### GIVEN TASK
In the passage on religious toleration, what does Locke say is the purpose of civil law?

### TEXT EXCERPT
┄┄┄┄┄┄┄┄┄┄
That is why America proved to be a fertile ground for
testing out the radical ideal of religious toleration. Our nation's
founders sought to answer an age-old conundrum: how to allow for the
citizens of a new land to pursue the goal of religious salvation for
themselves and others and yet also to maintain civil peace. The founders
did so by ordering a clear separation of church and state to ensure that
no single religion could use political means to enforce its own
orthodoxy. They did this, first of all, to preserve the peace, but also
to preserve true religion itself.
The philosopher John Locke explained how this is so in
his "Letter on Religious Toleration," a mid-18th century
writing that had a great influence upon Thomas Jefferson and other
leaders in the early days of this republic. Locke wrote that the purpose
of civil law
is not to provide for the truth of opinions, but for
the safety and security of the commonwealth and of every citizen's goods
and person. And so it should be. For truth certainly would do well
enough, if she were once left to shift for herself. Truth seldom has
received, and I fear never will receive, much assistance from the power
of great men, to whom she is but rarely known, and more rarely welcome.
┄┄┄┄┄┄┄┄┄┄
### RAW DATA

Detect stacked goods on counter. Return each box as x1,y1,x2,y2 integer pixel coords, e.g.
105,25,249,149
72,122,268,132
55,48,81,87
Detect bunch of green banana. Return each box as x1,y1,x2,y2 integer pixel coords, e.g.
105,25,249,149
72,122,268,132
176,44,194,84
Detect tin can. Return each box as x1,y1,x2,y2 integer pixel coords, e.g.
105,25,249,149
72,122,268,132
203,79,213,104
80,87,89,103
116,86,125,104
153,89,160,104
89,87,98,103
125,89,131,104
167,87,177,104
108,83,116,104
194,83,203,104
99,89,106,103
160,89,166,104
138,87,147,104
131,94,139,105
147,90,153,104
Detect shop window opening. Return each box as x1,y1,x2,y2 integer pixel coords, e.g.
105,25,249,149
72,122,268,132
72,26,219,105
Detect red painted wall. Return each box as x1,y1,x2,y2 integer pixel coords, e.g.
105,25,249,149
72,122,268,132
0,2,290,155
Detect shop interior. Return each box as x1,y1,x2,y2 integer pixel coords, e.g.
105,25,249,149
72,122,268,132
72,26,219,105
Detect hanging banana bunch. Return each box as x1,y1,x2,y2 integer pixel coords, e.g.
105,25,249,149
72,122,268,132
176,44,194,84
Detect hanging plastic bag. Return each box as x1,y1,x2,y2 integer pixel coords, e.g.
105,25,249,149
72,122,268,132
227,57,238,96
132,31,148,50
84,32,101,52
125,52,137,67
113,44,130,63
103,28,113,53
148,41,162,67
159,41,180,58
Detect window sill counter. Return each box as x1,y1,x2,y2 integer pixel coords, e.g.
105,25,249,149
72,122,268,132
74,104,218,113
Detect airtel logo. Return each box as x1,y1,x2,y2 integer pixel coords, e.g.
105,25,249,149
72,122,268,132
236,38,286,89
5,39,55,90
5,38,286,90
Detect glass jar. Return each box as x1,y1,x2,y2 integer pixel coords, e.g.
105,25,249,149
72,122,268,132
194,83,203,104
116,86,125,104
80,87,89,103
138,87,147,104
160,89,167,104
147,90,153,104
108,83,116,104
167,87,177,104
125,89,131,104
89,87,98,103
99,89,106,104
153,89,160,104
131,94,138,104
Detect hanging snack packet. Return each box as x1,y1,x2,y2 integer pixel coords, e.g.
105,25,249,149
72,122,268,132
┄┄┄┄┄┄┄┄┄┄
### RESULT OF THIS EXERCISE
To provide for the safety and security of the commonwealth and of every citizen's goods and person, not for the truth of opinions.